**Text extract:**
▼
The user should consider the following:

  1. The python script is solely responsible for generating the configuration; no configuration aspects of the Static-Dynamic model are used. The python script must be written in a manner similar to those used by RADIUS Dynamic Business Services. Currently, RADIUS Dynamic Business Services and the Fully-Dynamic VSD model are mutually exclusive, one or the other can operate on the same system, but not both at the same time.
  2. The following scripts must be defined in order to set up, modify, revert, and tear down the configuration for a service: setup_script(), modify_script(), revert_script(), and teardown_script(). These names must always be the same in all scripts. The revert_script() is only required if the modify_script() is defined, the latter being optional.
  3. When the configuration for a new domain name is received from the VSD, the metadata and the VSD parameters are concatenated into a single dictionary and setup_script() is called. Within the python script:
    1. The VSD UI parameters are referenced as vsdParams['rt'], vsdParams ['domain'], and so on.
    2. The metadata parameters are referenced as vsdParams['metadata'].
  4. When the startup script is executed, the config>service>vsd>domain is created outside the script context before running the actual script. The teardown script will remove the vsd domain.
    1. If a specified setup_script() fails, the teardown_script() is invoked.
  5. When subsequent configuration messages are received from the VSD, the new parameter list is generated again from the VSD message and compared to the last parameter list that was successfully executed.
▲
**Jobs:**
• A. In the Fully-Dynamic VSD notes, what is invoked when a specified setup_script() fails?
• B. Reproduce the Fully-Dynamic VSD notes between "4. When the" and "was successfully executed.", inclusive, substituting "setup script" for "startup script".
• C. Write what follows the last sentence of the Fully-Dynamic VSD notes.

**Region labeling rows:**
▼
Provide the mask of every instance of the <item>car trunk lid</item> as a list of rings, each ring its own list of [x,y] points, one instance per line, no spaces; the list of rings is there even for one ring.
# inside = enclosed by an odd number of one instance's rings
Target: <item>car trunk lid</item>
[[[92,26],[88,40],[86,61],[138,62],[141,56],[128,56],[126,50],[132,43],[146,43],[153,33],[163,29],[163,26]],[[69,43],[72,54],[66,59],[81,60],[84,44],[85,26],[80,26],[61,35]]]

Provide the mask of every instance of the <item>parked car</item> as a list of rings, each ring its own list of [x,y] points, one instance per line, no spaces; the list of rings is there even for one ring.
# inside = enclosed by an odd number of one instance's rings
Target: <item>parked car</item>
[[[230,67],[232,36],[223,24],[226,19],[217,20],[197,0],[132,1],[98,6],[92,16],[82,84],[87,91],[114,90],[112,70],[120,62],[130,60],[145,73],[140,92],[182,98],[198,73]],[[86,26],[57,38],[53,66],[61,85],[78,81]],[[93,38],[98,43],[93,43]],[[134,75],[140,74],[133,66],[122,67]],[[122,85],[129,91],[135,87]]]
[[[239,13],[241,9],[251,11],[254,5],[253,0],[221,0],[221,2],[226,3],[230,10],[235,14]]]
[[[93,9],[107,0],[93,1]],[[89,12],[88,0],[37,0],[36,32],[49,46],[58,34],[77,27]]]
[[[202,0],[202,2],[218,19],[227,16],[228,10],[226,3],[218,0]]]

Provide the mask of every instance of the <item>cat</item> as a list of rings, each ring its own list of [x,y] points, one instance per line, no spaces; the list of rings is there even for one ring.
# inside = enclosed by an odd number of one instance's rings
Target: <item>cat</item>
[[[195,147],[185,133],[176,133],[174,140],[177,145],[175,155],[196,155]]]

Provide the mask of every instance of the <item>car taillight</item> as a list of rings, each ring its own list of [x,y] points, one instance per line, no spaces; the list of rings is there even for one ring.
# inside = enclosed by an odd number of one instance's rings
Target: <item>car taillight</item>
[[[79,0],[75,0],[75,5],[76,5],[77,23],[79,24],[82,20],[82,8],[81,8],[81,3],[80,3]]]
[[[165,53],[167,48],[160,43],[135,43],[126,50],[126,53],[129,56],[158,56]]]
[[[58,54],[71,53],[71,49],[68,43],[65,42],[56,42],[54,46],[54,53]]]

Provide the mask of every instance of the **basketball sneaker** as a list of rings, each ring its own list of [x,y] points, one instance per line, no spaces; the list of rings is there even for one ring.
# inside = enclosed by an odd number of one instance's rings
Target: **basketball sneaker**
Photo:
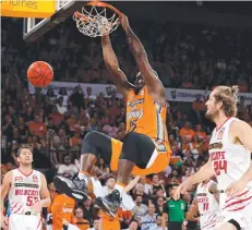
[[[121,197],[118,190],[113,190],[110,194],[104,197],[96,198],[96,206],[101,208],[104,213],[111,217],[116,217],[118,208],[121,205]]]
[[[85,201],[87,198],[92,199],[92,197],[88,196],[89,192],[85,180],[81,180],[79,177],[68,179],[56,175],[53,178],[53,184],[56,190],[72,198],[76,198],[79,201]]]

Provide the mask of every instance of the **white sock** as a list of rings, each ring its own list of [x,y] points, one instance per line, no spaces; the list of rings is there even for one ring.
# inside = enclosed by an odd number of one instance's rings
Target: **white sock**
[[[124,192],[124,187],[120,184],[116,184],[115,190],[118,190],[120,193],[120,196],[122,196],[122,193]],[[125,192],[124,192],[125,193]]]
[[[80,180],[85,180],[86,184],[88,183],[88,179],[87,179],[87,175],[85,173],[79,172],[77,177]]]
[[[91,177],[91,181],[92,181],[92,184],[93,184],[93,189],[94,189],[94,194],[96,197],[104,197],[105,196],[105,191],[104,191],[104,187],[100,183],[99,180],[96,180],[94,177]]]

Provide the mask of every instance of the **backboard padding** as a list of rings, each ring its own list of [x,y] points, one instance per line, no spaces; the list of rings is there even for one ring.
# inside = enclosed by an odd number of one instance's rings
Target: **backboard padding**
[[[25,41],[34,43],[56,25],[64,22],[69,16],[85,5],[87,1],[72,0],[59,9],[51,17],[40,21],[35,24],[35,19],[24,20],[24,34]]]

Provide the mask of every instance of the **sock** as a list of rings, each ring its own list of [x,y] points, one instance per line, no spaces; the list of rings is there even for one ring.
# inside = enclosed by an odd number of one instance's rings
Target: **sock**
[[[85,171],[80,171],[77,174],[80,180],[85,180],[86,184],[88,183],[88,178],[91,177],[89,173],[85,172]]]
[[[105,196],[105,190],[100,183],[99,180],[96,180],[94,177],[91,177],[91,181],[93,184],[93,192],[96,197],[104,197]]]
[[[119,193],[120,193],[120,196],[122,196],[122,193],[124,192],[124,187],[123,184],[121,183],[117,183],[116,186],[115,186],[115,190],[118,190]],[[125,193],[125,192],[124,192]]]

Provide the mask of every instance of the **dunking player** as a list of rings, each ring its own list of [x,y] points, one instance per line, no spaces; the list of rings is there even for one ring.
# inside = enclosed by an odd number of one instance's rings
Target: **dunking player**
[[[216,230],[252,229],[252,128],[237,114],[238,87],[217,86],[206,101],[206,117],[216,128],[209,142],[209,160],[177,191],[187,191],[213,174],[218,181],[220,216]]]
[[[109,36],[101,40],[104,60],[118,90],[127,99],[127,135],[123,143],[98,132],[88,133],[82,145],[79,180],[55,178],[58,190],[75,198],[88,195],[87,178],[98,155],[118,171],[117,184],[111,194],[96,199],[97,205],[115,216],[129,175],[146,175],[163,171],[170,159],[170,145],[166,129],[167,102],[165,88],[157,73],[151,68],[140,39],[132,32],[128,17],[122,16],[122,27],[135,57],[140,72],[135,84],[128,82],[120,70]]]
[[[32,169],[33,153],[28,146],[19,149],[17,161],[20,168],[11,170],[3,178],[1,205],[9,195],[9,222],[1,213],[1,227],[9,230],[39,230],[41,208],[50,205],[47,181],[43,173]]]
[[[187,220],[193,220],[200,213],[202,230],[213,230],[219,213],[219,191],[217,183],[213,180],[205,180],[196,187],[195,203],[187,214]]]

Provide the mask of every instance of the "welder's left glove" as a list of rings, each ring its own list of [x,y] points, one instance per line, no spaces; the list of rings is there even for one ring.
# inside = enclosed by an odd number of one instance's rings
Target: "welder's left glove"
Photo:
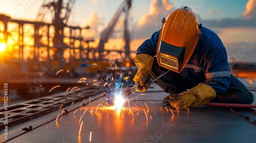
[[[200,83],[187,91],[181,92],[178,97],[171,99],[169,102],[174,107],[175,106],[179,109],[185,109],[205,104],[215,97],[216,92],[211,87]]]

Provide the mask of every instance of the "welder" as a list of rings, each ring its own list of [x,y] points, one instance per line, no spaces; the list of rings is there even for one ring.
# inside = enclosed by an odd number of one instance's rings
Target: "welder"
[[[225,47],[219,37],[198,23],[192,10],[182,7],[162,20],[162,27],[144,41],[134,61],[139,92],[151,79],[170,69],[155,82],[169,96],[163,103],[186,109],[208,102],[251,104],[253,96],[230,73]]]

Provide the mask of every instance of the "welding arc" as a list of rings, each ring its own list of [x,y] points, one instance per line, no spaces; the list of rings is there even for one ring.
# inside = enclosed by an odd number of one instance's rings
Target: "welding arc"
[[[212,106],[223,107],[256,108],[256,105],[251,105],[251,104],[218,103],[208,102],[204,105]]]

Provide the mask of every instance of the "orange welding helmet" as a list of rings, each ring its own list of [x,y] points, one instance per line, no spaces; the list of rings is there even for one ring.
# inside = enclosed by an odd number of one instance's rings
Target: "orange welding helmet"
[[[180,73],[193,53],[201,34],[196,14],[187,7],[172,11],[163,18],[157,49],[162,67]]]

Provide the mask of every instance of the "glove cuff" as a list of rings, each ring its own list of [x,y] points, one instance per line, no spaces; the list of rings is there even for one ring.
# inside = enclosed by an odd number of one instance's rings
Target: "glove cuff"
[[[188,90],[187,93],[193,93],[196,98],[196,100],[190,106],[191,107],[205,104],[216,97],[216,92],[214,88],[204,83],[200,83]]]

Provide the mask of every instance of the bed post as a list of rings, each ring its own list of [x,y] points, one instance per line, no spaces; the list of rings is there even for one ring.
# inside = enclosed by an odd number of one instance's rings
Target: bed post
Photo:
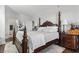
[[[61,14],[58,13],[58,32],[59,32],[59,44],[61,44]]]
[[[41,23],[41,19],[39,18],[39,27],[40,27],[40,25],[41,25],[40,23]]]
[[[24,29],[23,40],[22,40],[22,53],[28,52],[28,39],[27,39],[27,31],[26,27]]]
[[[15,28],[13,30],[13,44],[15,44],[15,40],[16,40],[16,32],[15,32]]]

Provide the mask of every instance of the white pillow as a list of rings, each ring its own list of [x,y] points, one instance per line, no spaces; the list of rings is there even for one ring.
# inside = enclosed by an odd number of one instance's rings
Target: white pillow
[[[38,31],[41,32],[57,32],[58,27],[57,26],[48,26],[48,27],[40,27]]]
▲
▼
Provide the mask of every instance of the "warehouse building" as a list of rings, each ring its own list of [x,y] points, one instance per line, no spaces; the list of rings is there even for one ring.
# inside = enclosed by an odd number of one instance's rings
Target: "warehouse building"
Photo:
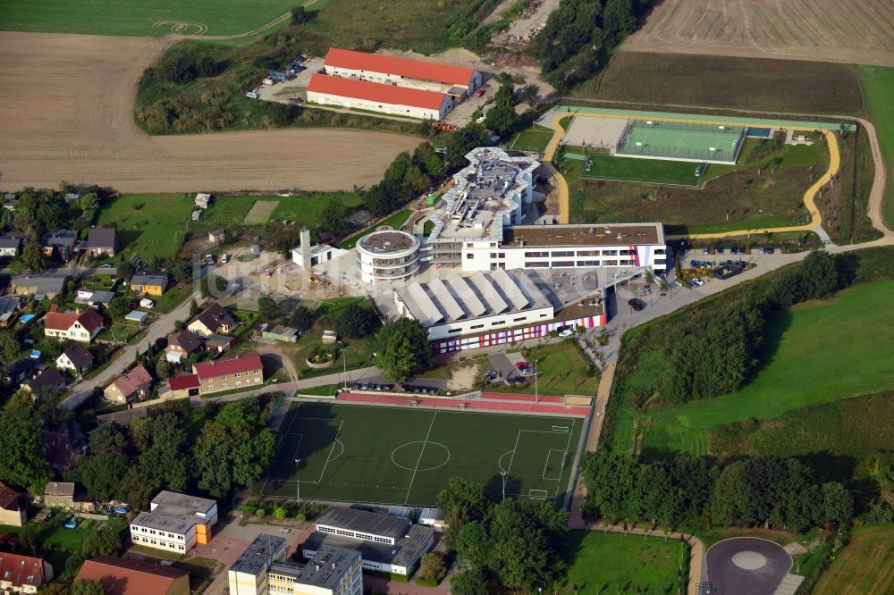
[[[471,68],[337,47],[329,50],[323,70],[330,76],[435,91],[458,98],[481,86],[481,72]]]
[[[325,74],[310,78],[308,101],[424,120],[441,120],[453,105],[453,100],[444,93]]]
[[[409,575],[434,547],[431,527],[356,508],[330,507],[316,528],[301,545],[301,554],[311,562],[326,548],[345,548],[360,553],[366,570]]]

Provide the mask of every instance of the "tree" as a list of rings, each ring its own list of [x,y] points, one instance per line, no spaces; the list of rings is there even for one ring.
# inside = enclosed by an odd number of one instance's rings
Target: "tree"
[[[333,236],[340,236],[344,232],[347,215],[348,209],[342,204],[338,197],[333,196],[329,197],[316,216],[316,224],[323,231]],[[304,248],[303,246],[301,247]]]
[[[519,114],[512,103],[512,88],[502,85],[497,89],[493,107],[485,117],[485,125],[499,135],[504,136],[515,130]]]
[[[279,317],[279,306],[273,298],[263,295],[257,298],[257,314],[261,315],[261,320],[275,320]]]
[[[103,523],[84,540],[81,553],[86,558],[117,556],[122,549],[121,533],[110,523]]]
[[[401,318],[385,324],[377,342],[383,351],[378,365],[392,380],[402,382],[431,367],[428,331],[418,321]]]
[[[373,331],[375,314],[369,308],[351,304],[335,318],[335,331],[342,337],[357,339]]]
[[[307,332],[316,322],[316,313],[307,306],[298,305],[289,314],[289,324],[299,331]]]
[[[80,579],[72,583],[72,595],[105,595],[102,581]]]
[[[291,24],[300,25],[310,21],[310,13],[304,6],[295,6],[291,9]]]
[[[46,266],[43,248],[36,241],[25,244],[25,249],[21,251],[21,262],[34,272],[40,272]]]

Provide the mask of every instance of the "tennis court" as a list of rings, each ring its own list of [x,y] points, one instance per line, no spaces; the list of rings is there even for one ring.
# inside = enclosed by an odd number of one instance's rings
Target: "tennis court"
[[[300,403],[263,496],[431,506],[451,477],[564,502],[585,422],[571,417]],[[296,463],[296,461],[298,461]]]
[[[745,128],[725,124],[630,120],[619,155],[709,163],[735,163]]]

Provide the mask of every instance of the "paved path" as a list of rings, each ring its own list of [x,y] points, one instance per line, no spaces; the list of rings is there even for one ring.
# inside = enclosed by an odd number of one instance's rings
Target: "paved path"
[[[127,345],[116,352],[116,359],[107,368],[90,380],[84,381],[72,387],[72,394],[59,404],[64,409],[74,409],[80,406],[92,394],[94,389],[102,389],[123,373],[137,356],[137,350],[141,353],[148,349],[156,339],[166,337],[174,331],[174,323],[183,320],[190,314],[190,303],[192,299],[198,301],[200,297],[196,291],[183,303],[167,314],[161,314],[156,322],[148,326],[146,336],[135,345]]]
▲
**Task results:**
• A. The teardown_script() is invoked.

• B.
4. When the setup script is executed, the config>service>vsd>domain is created outside the script context before running the actual script. The teardown script will remove the vsd domain.
    1. If a specified setup_script() fails, the teardown_script() is invoked.
  5. When subsequent configuration messages are received from the VSD, the new parameter list is generated again from the VSD message and compared to the last parameter list that was successfully executed.

• C.
    1. If the two strings are identical, no action is taken.
    2. If there is a difference between the strings, the modify_script() function is called.
    3. If the modify_script() fails, the revert_script() is invoked. The teardown_script() is invoked if the revert_script() fails or does not exist.
  6. The python-policy is always present in the attributes received from VSD; if the VSD user does not include a policy name, VSD will include 'default' as the python-policy. Hence, care must be taken to ensure that the 'default' policy is always configured in the 7750.
  7. If the scripts are incorrect, teardown and modify procedures could leave orphaned objects. An admin mode (enable-vsd-config) is available to enable an administrator to clean up these objects; it is strictly meant for cleaning orphaned objects only.
    Note:

    The CLI configured services cannot be modified when the user is in enable-vsd-config mode.

  8. Unless the CLI user enters the enable-vsd-config mode, changes of the dynamic created services are not allowed in the CLI. However, changes through SNMP are allowed.
  9. The command tools perform service vsd evaluate-script is introduced to allow the user to test their setup and to modify and tear down python scripts in a lab environment without the need to be connected to a VSD. The successful execution of the command for action setup will create a vsd domain and the corresponding configuration, just as the system would do when the parameters are received from VSD.

The following example shows the use of the tools perform service vsd evaluate-script command:

*A:PE1# tools perform service vsd evaluate-script domain-name "L2-DOMAIN-5" type l2-
domain action setup policy "py-l2" vni 64000 rt-i target:64000:64000 rt-
e target:64000:64000 metadata "rd=1:1, sap=1/1/10:3000"   
 
Success
 

The following example output shows a python-script that can set up or tear down L2-DOMAINs.

*A:PE1# show python python-script "l2-domain_services" source-in-use 
 
===============================================================================
Python script "l2-domain_services"
===============================================================================
Admin state   : inService
Oper state    : inService
Primary URL   : ftp://1.1.1.1/timos86/cses-V71/cf2/l2domain_service.py
Secondary URL : (Not Specified)
Tertiary URL  : (Not Specified)
Active URL    : primary
 
-------------------------------------------------------------------------------
Source (dumped from memory)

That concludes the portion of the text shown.